Provided material –

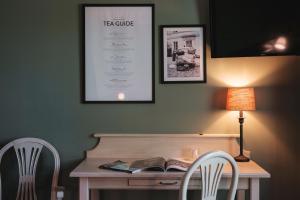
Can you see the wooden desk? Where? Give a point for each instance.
(131, 147)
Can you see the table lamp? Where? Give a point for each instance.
(240, 99)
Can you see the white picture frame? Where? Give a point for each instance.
(118, 53)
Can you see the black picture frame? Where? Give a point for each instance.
(183, 53)
(150, 79)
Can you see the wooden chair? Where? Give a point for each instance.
(28, 151)
(211, 166)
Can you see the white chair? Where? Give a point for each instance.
(211, 166)
(28, 151)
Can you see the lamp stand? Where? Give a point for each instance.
(241, 157)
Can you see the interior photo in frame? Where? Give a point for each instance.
(118, 53)
(184, 57)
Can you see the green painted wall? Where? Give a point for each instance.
(40, 58)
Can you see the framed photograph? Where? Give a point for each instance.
(118, 53)
(184, 56)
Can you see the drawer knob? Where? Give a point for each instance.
(168, 183)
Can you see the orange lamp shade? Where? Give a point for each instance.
(240, 99)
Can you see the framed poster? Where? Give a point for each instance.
(118, 44)
(184, 55)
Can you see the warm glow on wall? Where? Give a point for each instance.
(244, 71)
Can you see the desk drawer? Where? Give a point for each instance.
(161, 182)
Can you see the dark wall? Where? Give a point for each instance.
(40, 57)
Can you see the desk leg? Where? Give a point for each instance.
(254, 189)
(95, 194)
(83, 189)
(240, 195)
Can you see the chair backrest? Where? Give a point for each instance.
(28, 151)
(211, 166)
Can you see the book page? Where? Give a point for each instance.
(177, 165)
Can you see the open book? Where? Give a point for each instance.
(151, 164)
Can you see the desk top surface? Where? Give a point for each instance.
(90, 168)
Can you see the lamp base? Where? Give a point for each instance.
(241, 158)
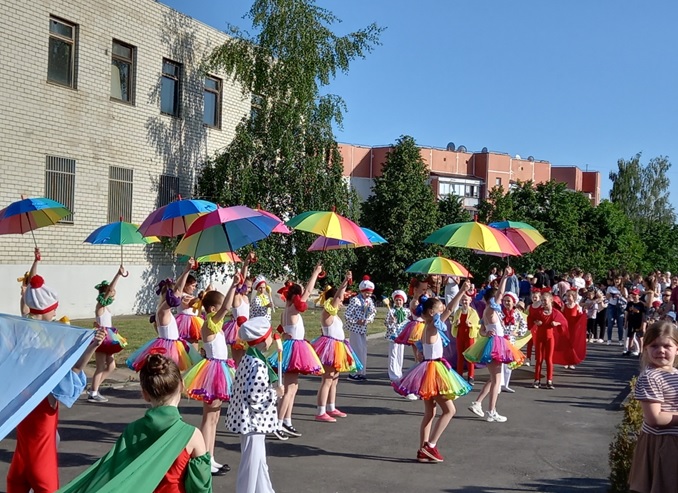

Work to do – Reproduce all of the data above word for word, leaving out the pictures.

Solved problem –
Can you see the wooden desk? Where? Give a point for each instance.
(131, 147)
Can you see the table lamp? Where? Give a point for each instance.
(240, 99)
Can you see the white picture frame? Where? Give a point for each instance.
(118, 53)
Can you see the black picture frame? Where? Give a point for each instance.
(183, 53)
(150, 79)
Can you see the wooden chair? Where? Give a point for each instance.
(28, 151)
(211, 166)
Can you see the white chair? Where? Give a point for each instance.
(211, 166)
(28, 151)
Can you see the lamp stand? Where? Give a point for each instance.
(241, 157)
Can you see the interior photo in frame? Where? Give a point for each instance.
(118, 53)
(184, 57)
Can you see the green painted wall? Where? Give a point for each instance.
(40, 58)
Can you see the framed photograph? Where? Give a point for each instance.
(118, 53)
(184, 56)
Can you see the drawer knob? Where? Give a point for each instance.
(168, 183)
Can you see the orange lamp shade? Where? Give a point for each instance.
(240, 99)
Can you see the framed poster? Where? Give a point for each instance.
(118, 44)
(184, 55)
Can you see the warm glow on wall? Where? Give a point for each instance.
(244, 71)
Can you see the desk drawer? Where? Give a point for each instance.
(161, 182)
Can you see the dark wall? Where? Give a point for each instance.
(40, 57)
Can you see the desk leg? Where? Give a point for each instance.
(254, 189)
(95, 194)
(83, 189)
(240, 195)
Can you see the chair backrest? Where? Give a point for each instance.
(28, 151)
(211, 166)
Can you see the book page? Where? Give a point for each instance.
(177, 165)
Can you see the open book? Where? Give a point for each instance.
(151, 164)
Can you see the desk top surface? Where? Give a point for each instance.
(90, 168)
Can you see the lamp base? Where? Give a point for each instance.
(241, 158)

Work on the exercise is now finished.